* _Instructions for the task_
Copy all of the data below without the pictures, requests included, and shift every coordinate in the answers by -15. The requests and their sample coordinates stay unchanged.

* _Material provided_
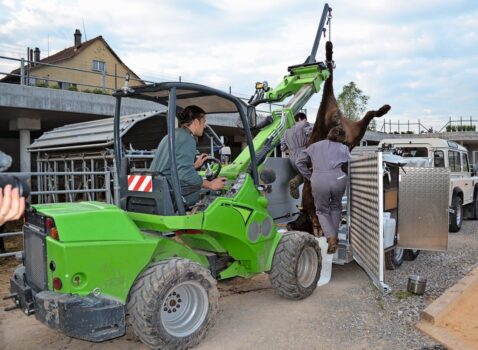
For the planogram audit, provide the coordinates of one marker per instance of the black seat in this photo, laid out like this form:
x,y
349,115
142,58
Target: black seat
x,y
135,195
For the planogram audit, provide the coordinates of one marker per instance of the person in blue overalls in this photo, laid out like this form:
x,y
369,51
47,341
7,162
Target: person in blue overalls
x,y
294,141
328,180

* _Answer in full_
For the planogram audit, provide the coordinates of one marker per instance of the black seat in this photo, laid out like this form:
x,y
349,115
142,58
Target: black seat
x,y
120,180
For the planogram audit, provide the coordinates of one marker per instance of the person in blue overalls in this photo, laid out like this form:
x,y
369,51
47,341
7,162
Target: person in blue overalls
x,y
279,126
313,165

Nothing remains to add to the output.